## What to produce
Using the entries below, show all lines with the string "roller".

## Supplied data

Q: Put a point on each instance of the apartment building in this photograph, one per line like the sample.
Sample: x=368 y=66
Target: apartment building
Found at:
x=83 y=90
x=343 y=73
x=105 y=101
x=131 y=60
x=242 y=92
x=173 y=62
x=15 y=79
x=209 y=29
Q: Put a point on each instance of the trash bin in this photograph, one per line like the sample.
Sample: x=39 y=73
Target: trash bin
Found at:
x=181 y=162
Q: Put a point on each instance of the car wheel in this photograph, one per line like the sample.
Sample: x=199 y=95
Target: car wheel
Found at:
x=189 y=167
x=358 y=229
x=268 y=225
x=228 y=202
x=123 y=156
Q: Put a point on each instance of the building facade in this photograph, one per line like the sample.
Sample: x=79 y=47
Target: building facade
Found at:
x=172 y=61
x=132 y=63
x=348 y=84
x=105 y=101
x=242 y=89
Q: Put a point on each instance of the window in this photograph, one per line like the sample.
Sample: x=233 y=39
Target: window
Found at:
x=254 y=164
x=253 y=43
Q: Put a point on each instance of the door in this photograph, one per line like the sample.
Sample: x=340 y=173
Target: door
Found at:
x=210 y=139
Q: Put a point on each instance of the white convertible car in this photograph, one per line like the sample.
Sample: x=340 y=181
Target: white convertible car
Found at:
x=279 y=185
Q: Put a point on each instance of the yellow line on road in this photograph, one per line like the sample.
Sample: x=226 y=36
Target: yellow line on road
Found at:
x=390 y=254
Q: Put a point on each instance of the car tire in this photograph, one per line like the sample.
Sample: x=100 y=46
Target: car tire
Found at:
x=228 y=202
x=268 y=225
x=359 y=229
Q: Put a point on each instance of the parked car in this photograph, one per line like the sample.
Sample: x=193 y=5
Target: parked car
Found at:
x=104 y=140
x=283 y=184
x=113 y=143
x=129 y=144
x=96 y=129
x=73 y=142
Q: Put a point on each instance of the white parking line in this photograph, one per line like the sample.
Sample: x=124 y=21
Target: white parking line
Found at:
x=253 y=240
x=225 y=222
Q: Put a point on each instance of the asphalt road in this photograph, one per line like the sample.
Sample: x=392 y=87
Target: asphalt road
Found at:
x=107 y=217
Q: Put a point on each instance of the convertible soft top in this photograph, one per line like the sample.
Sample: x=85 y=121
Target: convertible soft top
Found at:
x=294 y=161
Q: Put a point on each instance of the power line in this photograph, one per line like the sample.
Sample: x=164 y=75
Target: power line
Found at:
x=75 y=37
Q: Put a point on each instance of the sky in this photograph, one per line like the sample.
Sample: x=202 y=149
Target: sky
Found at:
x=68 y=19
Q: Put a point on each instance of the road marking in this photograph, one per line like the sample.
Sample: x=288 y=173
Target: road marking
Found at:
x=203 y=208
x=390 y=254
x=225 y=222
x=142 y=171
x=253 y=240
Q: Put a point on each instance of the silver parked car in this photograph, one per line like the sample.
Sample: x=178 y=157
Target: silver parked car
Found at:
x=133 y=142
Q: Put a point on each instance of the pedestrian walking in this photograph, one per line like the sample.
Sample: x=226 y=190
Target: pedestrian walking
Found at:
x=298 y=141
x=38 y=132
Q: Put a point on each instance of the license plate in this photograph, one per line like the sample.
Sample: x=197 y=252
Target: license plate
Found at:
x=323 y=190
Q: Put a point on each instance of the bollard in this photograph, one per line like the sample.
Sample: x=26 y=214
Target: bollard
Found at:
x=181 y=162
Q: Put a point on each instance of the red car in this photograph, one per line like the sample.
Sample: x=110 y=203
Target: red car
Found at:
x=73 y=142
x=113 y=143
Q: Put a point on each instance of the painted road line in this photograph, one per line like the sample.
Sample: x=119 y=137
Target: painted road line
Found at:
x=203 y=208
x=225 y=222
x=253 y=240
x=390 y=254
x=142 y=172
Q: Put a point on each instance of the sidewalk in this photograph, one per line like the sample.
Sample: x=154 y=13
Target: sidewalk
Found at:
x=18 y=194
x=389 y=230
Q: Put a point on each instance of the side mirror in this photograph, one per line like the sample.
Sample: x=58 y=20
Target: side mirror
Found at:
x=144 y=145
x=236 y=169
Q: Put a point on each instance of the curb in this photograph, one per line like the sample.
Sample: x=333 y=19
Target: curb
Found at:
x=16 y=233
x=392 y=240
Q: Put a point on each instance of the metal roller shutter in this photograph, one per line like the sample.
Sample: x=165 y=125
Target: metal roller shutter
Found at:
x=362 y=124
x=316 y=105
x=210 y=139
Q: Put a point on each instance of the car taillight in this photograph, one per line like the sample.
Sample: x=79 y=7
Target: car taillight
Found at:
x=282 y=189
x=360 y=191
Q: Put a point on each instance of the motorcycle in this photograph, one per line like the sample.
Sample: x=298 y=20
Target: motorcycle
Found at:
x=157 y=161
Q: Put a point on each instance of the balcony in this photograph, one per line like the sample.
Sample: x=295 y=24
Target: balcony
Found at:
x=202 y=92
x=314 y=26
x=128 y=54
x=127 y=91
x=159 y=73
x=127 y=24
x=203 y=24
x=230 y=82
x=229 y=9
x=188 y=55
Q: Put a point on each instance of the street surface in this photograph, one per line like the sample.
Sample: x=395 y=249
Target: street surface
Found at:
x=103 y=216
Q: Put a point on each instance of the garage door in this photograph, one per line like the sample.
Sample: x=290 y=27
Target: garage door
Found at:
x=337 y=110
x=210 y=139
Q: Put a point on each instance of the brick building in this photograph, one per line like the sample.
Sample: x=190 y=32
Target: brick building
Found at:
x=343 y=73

## Result of the exercise
Q: Put a point on each instance of the metal roller shutter in this photograph, one per line like the sample.
Target: metal roller shutter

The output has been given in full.